:: PROVIDED MATERIAL

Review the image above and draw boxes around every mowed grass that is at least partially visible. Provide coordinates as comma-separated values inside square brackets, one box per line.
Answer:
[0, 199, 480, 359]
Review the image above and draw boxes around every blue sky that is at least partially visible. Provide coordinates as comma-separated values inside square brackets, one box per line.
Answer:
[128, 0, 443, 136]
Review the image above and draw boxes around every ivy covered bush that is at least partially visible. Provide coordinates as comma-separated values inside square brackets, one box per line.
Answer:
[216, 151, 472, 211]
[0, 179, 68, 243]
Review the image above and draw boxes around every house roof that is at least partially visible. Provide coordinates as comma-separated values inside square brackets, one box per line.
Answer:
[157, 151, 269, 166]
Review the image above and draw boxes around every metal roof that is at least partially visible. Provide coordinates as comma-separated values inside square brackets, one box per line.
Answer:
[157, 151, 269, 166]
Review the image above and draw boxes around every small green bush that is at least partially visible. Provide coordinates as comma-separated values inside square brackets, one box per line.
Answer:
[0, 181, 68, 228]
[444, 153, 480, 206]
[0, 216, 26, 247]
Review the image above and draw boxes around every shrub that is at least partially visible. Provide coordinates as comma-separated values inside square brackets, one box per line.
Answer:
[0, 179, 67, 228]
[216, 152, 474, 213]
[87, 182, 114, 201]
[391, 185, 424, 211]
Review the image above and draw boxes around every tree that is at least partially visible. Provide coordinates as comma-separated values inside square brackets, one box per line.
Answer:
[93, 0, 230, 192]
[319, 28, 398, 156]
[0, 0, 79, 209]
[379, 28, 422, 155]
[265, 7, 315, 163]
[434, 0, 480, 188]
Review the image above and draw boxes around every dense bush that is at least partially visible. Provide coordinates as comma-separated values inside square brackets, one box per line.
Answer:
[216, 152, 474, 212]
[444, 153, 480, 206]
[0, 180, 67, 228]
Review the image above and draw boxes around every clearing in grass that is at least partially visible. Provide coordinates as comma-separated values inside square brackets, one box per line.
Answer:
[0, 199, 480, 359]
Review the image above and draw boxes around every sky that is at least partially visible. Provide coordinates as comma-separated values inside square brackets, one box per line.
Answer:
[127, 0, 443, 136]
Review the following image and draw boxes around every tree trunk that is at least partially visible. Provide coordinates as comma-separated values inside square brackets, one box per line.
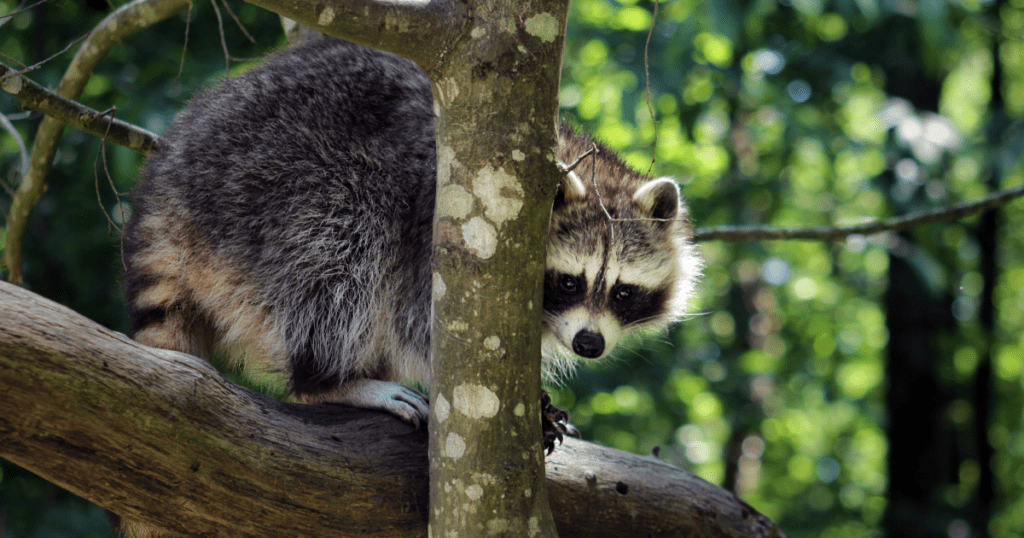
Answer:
[0, 283, 782, 537]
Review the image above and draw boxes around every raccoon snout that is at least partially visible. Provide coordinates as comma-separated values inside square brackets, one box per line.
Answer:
[572, 331, 604, 359]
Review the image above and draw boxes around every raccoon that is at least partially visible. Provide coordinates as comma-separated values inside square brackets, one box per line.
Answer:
[116, 38, 700, 535]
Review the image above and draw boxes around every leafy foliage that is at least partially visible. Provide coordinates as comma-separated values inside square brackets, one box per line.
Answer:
[0, 0, 1024, 538]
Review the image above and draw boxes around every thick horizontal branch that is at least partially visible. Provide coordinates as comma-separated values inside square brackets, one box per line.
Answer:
[0, 65, 160, 155]
[693, 185, 1024, 241]
[246, 0, 469, 70]
[0, 283, 781, 538]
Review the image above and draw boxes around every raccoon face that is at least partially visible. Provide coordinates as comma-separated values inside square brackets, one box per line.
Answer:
[544, 167, 695, 369]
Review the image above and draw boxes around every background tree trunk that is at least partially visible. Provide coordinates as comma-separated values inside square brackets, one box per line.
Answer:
[0, 283, 782, 537]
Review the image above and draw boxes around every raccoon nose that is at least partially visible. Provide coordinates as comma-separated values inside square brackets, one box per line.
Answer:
[572, 331, 604, 359]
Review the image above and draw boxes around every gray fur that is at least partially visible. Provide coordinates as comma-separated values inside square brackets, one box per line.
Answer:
[116, 35, 700, 536]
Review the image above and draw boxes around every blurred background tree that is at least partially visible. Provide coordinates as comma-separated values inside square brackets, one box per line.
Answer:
[0, 0, 1024, 538]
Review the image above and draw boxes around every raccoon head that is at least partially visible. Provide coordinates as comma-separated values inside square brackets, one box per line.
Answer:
[544, 128, 700, 376]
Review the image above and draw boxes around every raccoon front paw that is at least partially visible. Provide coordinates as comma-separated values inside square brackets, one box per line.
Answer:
[541, 388, 580, 454]
[319, 379, 430, 427]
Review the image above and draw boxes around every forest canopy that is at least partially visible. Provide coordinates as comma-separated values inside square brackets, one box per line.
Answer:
[0, 0, 1024, 538]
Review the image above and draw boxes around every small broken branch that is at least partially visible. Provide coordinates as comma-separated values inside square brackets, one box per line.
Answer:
[4, 0, 191, 283]
[0, 64, 160, 155]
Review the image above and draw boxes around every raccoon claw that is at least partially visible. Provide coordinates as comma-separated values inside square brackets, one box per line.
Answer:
[541, 389, 580, 454]
[326, 379, 430, 427]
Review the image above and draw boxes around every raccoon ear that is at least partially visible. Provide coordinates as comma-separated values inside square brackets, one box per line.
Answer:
[633, 177, 679, 220]
[555, 170, 587, 209]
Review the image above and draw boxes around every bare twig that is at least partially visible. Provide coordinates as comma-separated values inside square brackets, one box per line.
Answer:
[4, 0, 190, 282]
[0, 112, 29, 181]
[220, 0, 256, 45]
[0, 64, 159, 153]
[92, 107, 124, 233]
[643, 0, 662, 175]
[210, 0, 231, 75]
[693, 185, 1024, 241]
[174, 1, 193, 80]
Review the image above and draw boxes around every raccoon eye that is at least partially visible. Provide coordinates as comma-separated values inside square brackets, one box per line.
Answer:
[611, 285, 637, 301]
[559, 275, 580, 293]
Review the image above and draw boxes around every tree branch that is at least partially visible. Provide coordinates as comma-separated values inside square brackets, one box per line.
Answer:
[693, 185, 1024, 241]
[0, 65, 160, 155]
[4, 0, 191, 283]
[0, 283, 782, 538]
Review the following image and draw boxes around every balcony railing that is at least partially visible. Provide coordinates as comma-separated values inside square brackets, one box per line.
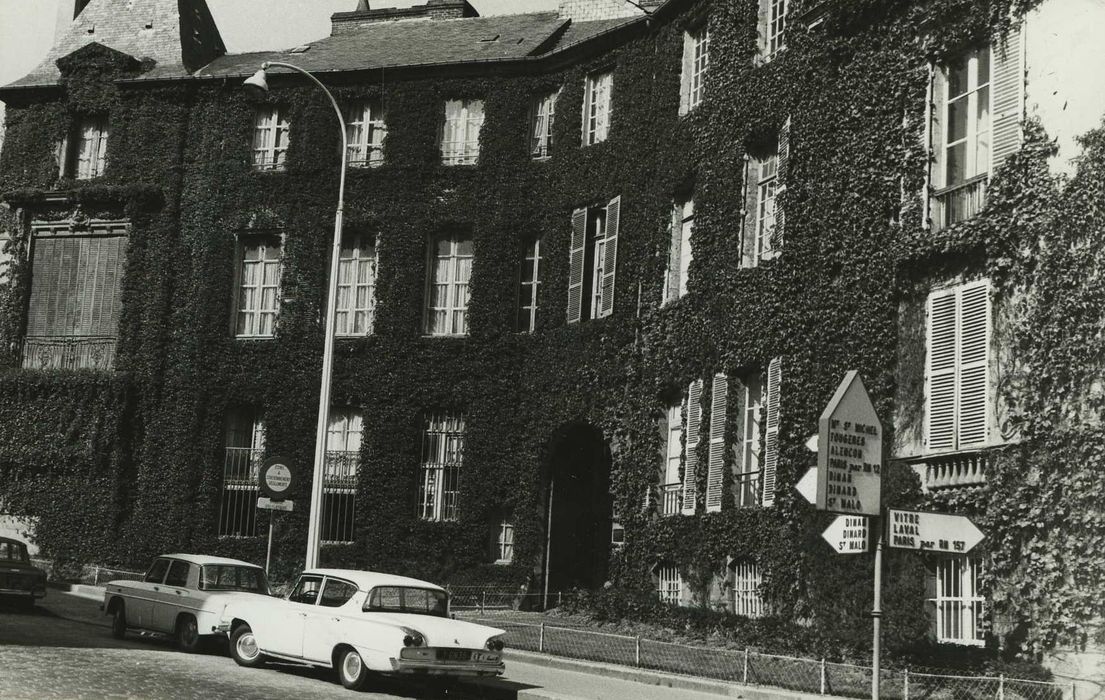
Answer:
[933, 174, 987, 231]
[925, 452, 986, 489]
[660, 483, 683, 515]
[23, 335, 115, 369]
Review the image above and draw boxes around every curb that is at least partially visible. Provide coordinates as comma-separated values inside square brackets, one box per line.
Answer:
[506, 649, 833, 700]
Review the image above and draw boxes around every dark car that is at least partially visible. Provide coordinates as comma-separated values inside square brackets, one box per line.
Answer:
[0, 537, 46, 608]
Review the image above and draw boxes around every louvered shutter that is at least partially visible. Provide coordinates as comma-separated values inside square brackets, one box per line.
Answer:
[990, 22, 1024, 173]
[956, 280, 990, 442]
[706, 374, 729, 512]
[762, 357, 782, 506]
[568, 209, 587, 323]
[599, 196, 621, 318]
[683, 379, 702, 515]
[925, 290, 957, 450]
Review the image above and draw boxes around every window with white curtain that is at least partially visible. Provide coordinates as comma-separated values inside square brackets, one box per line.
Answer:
[441, 100, 484, 165]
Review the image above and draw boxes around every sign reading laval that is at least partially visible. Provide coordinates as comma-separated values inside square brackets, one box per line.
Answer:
[817, 369, 883, 515]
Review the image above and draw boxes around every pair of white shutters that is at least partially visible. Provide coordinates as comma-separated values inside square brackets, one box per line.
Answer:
[683, 357, 782, 515]
[568, 196, 621, 323]
[925, 280, 990, 450]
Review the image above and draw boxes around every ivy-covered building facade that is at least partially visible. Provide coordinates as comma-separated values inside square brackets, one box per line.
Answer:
[0, 0, 1105, 681]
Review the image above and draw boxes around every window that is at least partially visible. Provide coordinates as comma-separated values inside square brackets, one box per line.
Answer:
[733, 375, 764, 508]
[57, 115, 108, 180]
[322, 409, 364, 544]
[495, 520, 514, 564]
[219, 407, 265, 537]
[925, 280, 990, 451]
[759, 0, 790, 63]
[732, 561, 764, 617]
[418, 414, 464, 521]
[253, 105, 288, 170]
[234, 236, 282, 338]
[583, 71, 614, 146]
[515, 238, 541, 333]
[423, 233, 473, 335]
[656, 566, 683, 605]
[23, 221, 127, 369]
[568, 197, 621, 323]
[663, 198, 694, 304]
[346, 100, 388, 168]
[335, 233, 377, 337]
[441, 100, 483, 165]
[680, 24, 709, 114]
[529, 91, 560, 160]
[933, 556, 986, 646]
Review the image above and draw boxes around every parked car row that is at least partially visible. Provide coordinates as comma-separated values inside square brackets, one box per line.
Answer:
[103, 554, 504, 689]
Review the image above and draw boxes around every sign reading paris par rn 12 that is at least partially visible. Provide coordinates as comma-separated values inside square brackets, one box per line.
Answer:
[817, 369, 883, 515]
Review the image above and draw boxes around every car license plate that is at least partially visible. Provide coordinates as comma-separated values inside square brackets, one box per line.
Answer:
[440, 649, 472, 661]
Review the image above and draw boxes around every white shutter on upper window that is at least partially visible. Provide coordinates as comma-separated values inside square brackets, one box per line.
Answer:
[925, 289, 957, 450]
[706, 374, 729, 512]
[568, 203, 587, 323]
[599, 196, 621, 318]
[956, 280, 990, 448]
[762, 357, 782, 506]
[683, 379, 702, 515]
[990, 22, 1024, 174]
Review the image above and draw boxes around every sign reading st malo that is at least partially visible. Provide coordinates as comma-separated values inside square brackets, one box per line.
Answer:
[817, 369, 883, 515]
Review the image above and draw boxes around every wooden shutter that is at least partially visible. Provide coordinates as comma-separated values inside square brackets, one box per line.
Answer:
[990, 22, 1024, 174]
[599, 196, 621, 318]
[956, 280, 990, 442]
[925, 289, 957, 450]
[683, 379, 702, 515]
[762, 357, 782, 506]
[706, 374, 729, 512]
[568, 209, 587, 323]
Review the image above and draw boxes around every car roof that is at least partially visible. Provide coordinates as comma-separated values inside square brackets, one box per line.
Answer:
[303, 568, 444, 591]
[157, 554, 261, 568]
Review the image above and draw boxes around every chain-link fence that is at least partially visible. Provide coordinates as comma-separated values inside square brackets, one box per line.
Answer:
[465, 613, 1074, 700]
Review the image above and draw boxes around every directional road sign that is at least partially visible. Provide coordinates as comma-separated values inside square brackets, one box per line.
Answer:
[817, 369, 883, 515]
[821, 515, 870, 554]
[886, 509, 986, 554]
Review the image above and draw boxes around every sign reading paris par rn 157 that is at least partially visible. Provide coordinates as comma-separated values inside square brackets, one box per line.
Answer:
[817, 369, 883, 515]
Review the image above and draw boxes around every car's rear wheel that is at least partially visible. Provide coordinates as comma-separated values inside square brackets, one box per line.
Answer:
[176, 615, 203, 654]
[112, 602, 127, 639]
[230, 623, 265, 668]
[338, 649, 368, 690]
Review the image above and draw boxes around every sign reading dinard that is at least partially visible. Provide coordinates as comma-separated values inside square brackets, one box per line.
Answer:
[817, 369, 883, 515]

::::

JOB: Rewrite the listing lines starting at the line containing "Review the image above and draw boxes around every louvered" and ending at the line containing "[925, 290, 957, 450]", with the request included and nothing else. Multiply each bounding-box coordinate in the answers by 0.5, rounding to whole numbers with halves going up.

TASK ANSWER:
Review the image above and draw boxes around every louvered shutter that is at least partially visible. Provide coordinates as comma-separated values inside square brackets, one box per line.
Answer:
[495, 11, 512, 87]
[478, 140, 495, 221]
[353, 187, 365, 256]
[381, 179, 391, 253]
[284, 105, 294, 162]
[300, 98, 311, 159]
[342, 190, 351, 258]
[463, 145, 479, 225]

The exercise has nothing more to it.